> Brief: Swap "locate" for "find" everywhere in the lines below, changing nothing else. Omit the pictures from your answer.

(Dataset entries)
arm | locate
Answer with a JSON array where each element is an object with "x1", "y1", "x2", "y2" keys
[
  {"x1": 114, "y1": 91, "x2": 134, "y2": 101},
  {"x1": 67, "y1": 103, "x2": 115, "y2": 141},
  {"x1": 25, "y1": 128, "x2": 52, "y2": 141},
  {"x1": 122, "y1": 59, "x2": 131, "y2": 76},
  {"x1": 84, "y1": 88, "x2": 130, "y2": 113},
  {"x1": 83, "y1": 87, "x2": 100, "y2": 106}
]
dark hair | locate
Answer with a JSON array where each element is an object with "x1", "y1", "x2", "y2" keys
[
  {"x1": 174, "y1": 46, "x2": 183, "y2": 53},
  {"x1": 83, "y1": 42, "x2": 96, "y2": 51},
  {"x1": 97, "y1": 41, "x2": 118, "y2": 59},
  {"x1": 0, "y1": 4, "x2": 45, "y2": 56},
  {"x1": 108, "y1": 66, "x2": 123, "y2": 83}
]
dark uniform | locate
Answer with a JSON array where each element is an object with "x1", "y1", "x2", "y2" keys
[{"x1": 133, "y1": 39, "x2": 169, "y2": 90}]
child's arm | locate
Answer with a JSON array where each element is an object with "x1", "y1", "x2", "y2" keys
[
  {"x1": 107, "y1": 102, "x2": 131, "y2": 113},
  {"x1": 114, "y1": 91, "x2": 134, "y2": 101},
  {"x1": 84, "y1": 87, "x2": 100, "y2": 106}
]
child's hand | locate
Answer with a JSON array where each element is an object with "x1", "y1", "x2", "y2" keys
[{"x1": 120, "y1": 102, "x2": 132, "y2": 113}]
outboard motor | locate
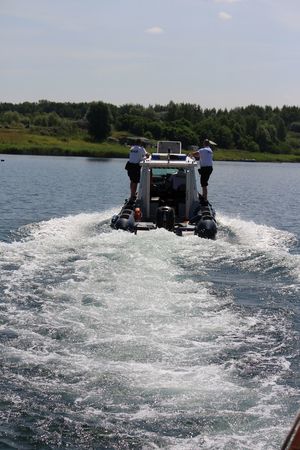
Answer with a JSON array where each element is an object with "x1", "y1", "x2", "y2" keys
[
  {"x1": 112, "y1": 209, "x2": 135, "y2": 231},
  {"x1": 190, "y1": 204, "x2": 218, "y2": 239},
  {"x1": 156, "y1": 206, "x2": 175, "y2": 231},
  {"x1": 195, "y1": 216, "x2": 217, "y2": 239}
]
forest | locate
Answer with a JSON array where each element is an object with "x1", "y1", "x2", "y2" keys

> Result of this exercise:
arm | find
Answer with a JSON array where each element is an object with "x1", "y1", "x2", "y2" keys
[
  {"x1": 114, "y1": 91, "x2": 134, "y2": 101},
  {"x1": 67, "y1": 103, "x2": 115, "y2": 141},
  {"x1": 25, "y1": 128, "x2": 52, "y2": 141},
  {"x1": 122, "y1": 59, "x2": 131, "y2": 76},
  {"x1": 84, "y1": 88, "x2": 130, "y2": 113},
  {"x1": 83, "y1": 87, "x2": 100, "y2": 106}
]
dark hair | find
Answer with a JSON array where each element is an object with "x1", "y1", "x2", "y2" keys
[
  {"x1": 174, "y1": 46, "x2": 183, "y2": 53},
  {"x1": 83, "y1": 42, "x2": 96, "y2": 51},
  {"x1": 97, "y1": 41, "x2": 118, "y2": 59},
  {"x1": 0, "y1": 4, "x2": 45, "y2": 56},
  {"x1": 108, "y1": 66, "x2": 123, "y2": 83}
]
dark uniform | find
Answer with a JSON array where each element is an object with "x1", "y1", "x2", "y2" keys
[{"x1": 133, "y1": 39, "x2": 169, "y2": 90}]
child's arm | find
Answer with a JSON array where each element is an object with "x1", "y1", "x2", "y2" keys
[
  {"x1": 107, "y1": 102, "x2": 131, "y2": 113},
  {"x1": 114, "y1": 91, "x2": 134, "y2": 101},
  {"x1": 84, "y1": 87, "x2": 100, "y2": 106}
]
child's hand | find
Answer with a JSON array where each element is an object with "x1", "y1", "x2", "y2" keys
[{"x1": 120, "y1": 102, "x2": 132, "y2": 113}]
outboard motor | find
Answer with a JSON array where each element is an object with "x1", "y1", "x2", "y2" keys
[
  {"x1": 112, "y1": 209, "x2": 135, "y2": 231},
  {"x1": 190, "y1": 204, "x2": 218, "y2": 239},
  {"x1": 156, "y1": 206, "x2": 175, "y2": 231},
  {"x1": 195, "y1": 216, "x2": 217, "y2": 239}
]
forest | find
Answer with a JSON array where each element is an object with "x1", "y1", "x2", "y2" keys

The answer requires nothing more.